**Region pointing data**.
***

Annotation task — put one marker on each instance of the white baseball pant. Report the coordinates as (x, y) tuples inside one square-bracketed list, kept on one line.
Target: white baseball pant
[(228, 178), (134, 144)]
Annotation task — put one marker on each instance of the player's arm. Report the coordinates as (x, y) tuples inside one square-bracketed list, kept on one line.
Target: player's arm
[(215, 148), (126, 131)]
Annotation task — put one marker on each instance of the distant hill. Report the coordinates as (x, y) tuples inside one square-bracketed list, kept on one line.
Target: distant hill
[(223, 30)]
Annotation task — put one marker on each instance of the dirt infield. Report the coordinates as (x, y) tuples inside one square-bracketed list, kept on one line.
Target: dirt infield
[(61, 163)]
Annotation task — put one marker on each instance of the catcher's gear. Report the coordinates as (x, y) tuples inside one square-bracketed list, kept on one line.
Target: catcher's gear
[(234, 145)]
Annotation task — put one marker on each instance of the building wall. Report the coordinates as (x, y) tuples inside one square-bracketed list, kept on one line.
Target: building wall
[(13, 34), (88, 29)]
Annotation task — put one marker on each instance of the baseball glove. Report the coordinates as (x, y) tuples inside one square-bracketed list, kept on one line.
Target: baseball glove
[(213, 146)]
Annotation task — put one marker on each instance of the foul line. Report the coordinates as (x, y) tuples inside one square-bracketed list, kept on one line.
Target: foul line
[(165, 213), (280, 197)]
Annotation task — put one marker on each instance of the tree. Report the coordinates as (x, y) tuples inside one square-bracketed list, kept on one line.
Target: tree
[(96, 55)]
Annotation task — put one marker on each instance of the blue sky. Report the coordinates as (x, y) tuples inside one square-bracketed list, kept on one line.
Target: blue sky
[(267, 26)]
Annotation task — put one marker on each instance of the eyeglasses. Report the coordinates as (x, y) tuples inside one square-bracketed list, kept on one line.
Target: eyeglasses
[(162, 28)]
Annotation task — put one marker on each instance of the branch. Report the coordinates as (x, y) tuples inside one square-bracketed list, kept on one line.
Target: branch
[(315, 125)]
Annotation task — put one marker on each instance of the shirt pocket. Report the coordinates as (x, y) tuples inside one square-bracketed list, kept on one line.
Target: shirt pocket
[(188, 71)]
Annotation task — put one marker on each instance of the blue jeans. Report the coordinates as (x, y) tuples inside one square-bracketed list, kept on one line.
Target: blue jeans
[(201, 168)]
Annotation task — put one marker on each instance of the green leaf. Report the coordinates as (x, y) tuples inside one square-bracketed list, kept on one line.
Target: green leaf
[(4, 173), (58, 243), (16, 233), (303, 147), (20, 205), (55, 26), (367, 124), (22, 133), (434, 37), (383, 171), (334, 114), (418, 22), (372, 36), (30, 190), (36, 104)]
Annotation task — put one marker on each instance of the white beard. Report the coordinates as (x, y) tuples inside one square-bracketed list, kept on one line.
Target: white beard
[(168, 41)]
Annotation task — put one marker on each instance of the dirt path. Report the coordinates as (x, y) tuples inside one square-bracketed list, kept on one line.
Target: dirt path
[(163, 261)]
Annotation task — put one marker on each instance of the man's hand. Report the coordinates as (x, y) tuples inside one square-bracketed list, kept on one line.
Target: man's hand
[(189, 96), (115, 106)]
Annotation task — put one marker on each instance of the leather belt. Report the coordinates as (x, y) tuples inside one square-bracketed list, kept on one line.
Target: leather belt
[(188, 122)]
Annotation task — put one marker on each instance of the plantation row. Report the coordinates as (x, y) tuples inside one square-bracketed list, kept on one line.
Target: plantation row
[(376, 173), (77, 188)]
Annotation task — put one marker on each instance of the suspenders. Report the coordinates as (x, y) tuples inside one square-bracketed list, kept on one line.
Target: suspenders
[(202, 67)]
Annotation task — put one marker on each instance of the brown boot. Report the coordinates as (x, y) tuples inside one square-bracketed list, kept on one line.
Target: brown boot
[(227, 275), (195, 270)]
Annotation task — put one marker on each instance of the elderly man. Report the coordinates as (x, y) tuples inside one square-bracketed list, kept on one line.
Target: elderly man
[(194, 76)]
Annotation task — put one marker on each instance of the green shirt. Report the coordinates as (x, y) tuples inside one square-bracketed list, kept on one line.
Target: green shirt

***

**How to complete this task**.
The records above must be output exactly, in full.

**Output of the exercise**.
Annotation task — put one marker on each instance of the white baseball pant. Report the coordinates as (x, y) tuples inside one square-bracketed list, kept on one line.
Target: white baseball pant
[(228, 178), (134, 144)]
Annotation task — put one marker on each instance of the player's arm. Report the coordinates as (x, y) tuples inside one square-bracketed list, kept on one line.
Target: player's arm
[(215, 148), (126, 131)]
Annotation task — put one marker on each instance of the distant hill. Report the coordinates as (x, y) tuples inside one square-bracketed list, kept on one line.
Target: distant hill
[(223, 30)]
Annotation task — put one marker on each instance of the dirt infield. Report the coordinates as (x, y) tuples inside one square-bracketed list, kept on one line.
Target: dirt infield
[(61, 163)]
Annotation task — put one marker on each instance of the catcher's gear. Report the coordinates as (x, y) tuples inside one square-bracketed list, kept on one line.
Target: catcher's gear
[(234, 145)]
Annotation task — put one marker on each instance of the building wall. Report the coordinates as (x, y) tuples inside one square-bracketed list, kept on one line.
Target: building wall
[(13, 34), (88, 29)]
Annotation task — put one marker on each instance of the baseball glove. Report the coordinates as (x, y) tuples inside one square-bracketed list, kept on one line.
Target: baseball glove
[(213, 146)]
Annotation task — put one marker on each instance of the foul line. Report the coordinates as (x, y) tuples inside one square-bracketed list, kept on one line.
Target: foul line
[(165, 213), (280, 197)]
Annotation task — put one marker on each instance of the tree. Report the coordinates as (x, y) tuples inside one square-bracketed list, kept on one line.
Target: tree
[(96, 55)]
Annotation task — put one marker on each instance of the blue sky. Report the coordinates as (x, y) tuples inside one square-bracketed list, kept on one line.
Target: blue sky
[(267, 26)]
Annotation task — put one marker on each instance of the eyeglasses. Report the coordinates as (x, y) tuples inside one square-bracketed list, kept on one line.
Target: eyeglasses
[(162, 28)]
Annotation task — put one marker on each instance of the branch. Report the coordinates as (x, y) tuples inside one square-bracketed list, kept on one line.
Target: branch
[(315, 125)]
Annotation task — put one marker on each instance of the shirt pocket. Report the coordinates as (x, y) tuples inside one square-bracketed list, kept on one line.
Target: shirt pocket
[(188, 71)]
Annotation task — put one marker on each instance of the blue jeans. Report the coordinates as (x, y) tuples inside one square-bracketed list, kept on one line.
Target: blue jeans
[(201, 168)]
Annotation task — put one marker on each instance of the green leaf. Report the coordinates as (x, y) tuples inside one square-bracketed list, kept on one line.
Target: green leaf
[(4, 173), (58, 243), (16, 233), (303, 147), (20, 205), (55, 26), (367, 124), (22, 133), (434, 37), (383, 171), (334, 114), (418, 22), (372, 36), (30, 190), (36, 104)]
Annotation task — put one marker on each instance of the white beard. Report the coordinates as (x, y) tuples inside one square-bracketed list, kept on one line.
Target: white beard
[(168, 41)]
Annotation task — put one marker on each instance of the dirt path. Report the coordinates as (x, y) tuples inside one square-bracketed list, kept on one line.
Target: dirt path
[(163, 261)]
Annotation task — put one marker on each instance of the man's hand. Report the coordinates as (x, y) tuples inside one square-bracketed list, kept on one line.
Target: man's hand
[(189, 96), (115, 106)]
Annotation task — put one marker on each instance of the leather belt. Report the coordinates as (x, y) tuples inside one square-bracketed list, kept on one line.
Target: leather belt
[(188, 122)]
Annotation task — put one marker on each instance of the plantation row. Report the coordinates as (x, y) tuples inside one square-bracketed list, kept on one line.
Target: plantation row
[(376, 173), (77, 188)]
Annotation task — put one marker on each instance of the suspenders. Report the coordinates as (x, y) tuples inside one square-bracketed list, kept on one line.
Target: suspenders
[(202, 67)]
Annotation task — put one marker on each instance of the brown boot. Report the coordinates as (x, y) tuples inside one square-bracketed list, kept on one line.
Target: brown boot
[(227, 275), (195, 270)]
Annotation task — put one marker on each instance of the elderly man. Report the coordinates as (x, y) tuples inside one square-bracketed list, kept on one line.
Target: elderly man
[(194, 76)]
Annotation task — put one marker on each instance of the green shirt. Report the coordinates as (x, y) tuples inside one square-bracketed list, kept on one line.
Target: green shirt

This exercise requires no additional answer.